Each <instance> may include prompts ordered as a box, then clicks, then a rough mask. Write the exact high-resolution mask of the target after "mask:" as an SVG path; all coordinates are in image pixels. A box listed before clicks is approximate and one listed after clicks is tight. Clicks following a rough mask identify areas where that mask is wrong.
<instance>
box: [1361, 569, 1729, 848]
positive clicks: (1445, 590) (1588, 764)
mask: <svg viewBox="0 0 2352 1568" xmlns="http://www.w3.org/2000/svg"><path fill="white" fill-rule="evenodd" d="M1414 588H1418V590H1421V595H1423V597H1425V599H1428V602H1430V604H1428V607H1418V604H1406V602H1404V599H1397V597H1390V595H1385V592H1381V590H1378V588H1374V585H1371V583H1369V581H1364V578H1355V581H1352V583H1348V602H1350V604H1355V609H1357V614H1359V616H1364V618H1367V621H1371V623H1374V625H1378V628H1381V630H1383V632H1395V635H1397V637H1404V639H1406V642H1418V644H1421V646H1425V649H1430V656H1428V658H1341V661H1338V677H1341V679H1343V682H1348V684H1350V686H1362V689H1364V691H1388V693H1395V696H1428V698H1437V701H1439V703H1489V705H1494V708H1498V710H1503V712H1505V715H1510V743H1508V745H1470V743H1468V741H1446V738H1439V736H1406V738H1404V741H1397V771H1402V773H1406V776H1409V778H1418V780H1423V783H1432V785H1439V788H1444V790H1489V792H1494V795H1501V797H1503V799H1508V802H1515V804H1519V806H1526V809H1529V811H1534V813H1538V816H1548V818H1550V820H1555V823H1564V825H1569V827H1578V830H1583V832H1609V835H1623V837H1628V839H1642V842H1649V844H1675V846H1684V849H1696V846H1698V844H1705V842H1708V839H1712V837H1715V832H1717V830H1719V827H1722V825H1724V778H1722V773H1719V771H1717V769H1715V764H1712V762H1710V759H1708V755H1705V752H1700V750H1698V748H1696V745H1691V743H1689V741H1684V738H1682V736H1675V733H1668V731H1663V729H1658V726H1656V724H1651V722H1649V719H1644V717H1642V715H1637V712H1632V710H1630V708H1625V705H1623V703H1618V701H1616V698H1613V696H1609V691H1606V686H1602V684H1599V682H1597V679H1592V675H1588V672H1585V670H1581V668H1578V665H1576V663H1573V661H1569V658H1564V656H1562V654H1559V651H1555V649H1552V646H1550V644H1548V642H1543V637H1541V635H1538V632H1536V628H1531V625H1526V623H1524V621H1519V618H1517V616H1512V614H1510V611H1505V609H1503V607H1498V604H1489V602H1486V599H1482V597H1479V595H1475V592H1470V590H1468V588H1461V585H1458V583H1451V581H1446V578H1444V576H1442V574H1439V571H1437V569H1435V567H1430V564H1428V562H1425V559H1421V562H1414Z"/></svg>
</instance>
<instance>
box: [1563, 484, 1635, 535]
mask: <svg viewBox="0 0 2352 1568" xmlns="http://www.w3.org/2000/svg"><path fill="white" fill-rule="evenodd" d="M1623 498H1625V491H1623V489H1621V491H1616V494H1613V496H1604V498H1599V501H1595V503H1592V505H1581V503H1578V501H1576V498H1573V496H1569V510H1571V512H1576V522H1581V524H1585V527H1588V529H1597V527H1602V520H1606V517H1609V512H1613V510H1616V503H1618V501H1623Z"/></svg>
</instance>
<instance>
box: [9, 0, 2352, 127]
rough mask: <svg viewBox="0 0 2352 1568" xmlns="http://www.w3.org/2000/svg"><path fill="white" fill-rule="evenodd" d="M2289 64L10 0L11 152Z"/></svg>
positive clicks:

YOUR TASK: Copy out all of the records above line for line, with no changes.

ANSWER FOR THE TASK:
Each <instance> may include prompts ordered as a box, then clicks, then a rough mask. Write the exact high-resolution mask of the target after "mask:" as an SVG path; all coordinates are in image pixels. A box listed before clicks is approximate and one listed after clicks is tight. Clicks following a rough mask identify areas where that mask is wrong.
<instance>
box: [1361, 569, 1729, 848]
positive clicks: (1445, 590) (1588, 764)
mask: <svg viewBox="0 0 2352 1568" xmlns="http://www.w3.org/2000/svg"><path fill="white" fill-rule="evenodd" d="M1414 588H1418V590H1421V595H1423V597H1425V599H1428V602H1430V604H1428V607H1418V604H1406V602H1404V599H1397V597H1390V595H1385V592H1381V590H1378V588H1374V585H1371V583H1369V581H1364V578H1355V581H1352V583H1348V602H1350V604H1355V609H1357V614H1359V616H1364V618H1367V621H1371V623H1374V625H1378V628H1381V630H1383V632H1395V635H1397V637H1404V639H1406V642H1418V644H1421V646H1425V649H1430V656H1428V658H1341V661H1338V677H1341V679H1343V682H1348V684H1350V686H1362V689H1364V691H1388V693H1395V696H1428V698H1437V701H1439V703H1489V705H1494V708H1498V710H1503V712H1505V715H1510V743H1508V745H1470V743H1468V741H1446V738H1439V736H1406V738H1404V741H1397V771H1402V773H1406V776H1409V778H1418V780H1423V783H1432V785H1439V788H1444V790H1489V792H1494V795H1501V797H1503V799H1508V802H1515V804H1519V806H1526V809H1529V811H1534V813H1538V816H1548V818H1550V820H1555V823H1564V825H1569V827H1578V830H1583V832H1609V835H1623V837H1628V839H1642V842H1649V844H1675V846H1684V849H1696V846H1698V844H1705V842H1708V839H1712V837H1715V832H1717V830H1719V827H1722V825H1724V778H1722V773H1719V771H1717V769H1715V764H1712V762H1710V759H1708V755H1705V752H1700V750H1698V748H1696V745H1691V743H1689V741H1684V738H1682V736H1675V733H1668V731H1663V729H1658V726H1656V724H1651V722H1649V719H1644V717H1642V715H1637V712H1632V710H1630V708H1625V705H1623V703H1618V701H1616V698H1613V696H1609V691H1606V686H1602V684H1599V682H1597V679H1592V675H1588V672H1585V670H1581V668H1578V665H1576V663H1573V661H1569V658H1564V656H1562V654H1559V651H1555V649H1552V646H1550V644H1548V642H1543V637H1541V635H1538V632H1536V628H1531V625H1526V623H1524V621H1519V618H1517V616H1512V614H1510V611H1505V609H1503V607H1498V604H1489V602H1486V599H1482V597H1479V595H1475V592H1470V590H1468V588H1461V585H1458V583H1451V581H1446V578H1444V576H1442V574H1439V571H1437V569H1435V567H1430V564H1428V562H1425V559H1421V562H1414Z"/></svg>
</instance>
<instance>
box: [1563, 484, 1635, 535]
mask: <svg viewBox="0 0 2352 1568" xmlns="http://www.w3.org/2000/svg"><path fill="white" fill-rule="evenodd" d="M1623 498H1625V491H1623V489H1621V491H1616V494H1613V496H1604V498H1599V501H1595V503H1592V505H1581V503H1578V501H1576V498H1573V496H1569V510H1571V512H1576V522H1581V524H1585V527H1588V529H1597V527H1602V520H1606V517H1609V512H1613V510H1616V503H1618V501H1623Z"/></svg>
</instance>
<instance>
box: [9, 0, 2352, 127]
rough mask: <svg viewBox="0 0 2352 1568" xmlns="http://www.w3.org/2000/svg"><path fill="white" fill-rule="evenodd" d="M2289 64L10 0L11 152Z"/></svg>
positive clicks:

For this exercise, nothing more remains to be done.